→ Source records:

┏━━

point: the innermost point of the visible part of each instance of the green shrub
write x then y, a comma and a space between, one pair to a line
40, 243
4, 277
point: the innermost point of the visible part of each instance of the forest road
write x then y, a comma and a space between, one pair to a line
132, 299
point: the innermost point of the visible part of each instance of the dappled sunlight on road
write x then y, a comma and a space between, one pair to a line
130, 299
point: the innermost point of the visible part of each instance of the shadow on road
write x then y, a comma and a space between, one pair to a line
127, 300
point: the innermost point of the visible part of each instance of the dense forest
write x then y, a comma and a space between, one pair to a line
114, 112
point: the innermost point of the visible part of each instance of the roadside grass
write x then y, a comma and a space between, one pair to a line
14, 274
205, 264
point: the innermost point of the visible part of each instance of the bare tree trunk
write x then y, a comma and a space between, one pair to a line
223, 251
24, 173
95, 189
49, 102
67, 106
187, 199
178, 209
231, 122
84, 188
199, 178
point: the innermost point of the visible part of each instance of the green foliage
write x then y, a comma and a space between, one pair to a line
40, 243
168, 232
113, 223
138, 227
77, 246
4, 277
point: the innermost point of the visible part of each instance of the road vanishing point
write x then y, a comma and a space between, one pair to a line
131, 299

┗━━
┏━━

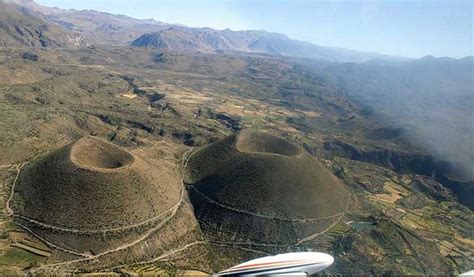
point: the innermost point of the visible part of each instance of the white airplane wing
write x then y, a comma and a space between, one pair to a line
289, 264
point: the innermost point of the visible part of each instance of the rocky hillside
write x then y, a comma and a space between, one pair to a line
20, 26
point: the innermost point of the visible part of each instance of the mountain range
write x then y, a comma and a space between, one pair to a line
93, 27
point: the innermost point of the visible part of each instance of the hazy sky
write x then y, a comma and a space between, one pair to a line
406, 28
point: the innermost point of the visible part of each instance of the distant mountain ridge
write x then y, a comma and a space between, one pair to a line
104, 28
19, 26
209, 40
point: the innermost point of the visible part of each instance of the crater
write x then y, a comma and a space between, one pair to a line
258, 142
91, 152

┗━━

→ What is expected:
How many lines of the records above contain the string "mountain"? Give only the number.

→ Reply to the exercise:
2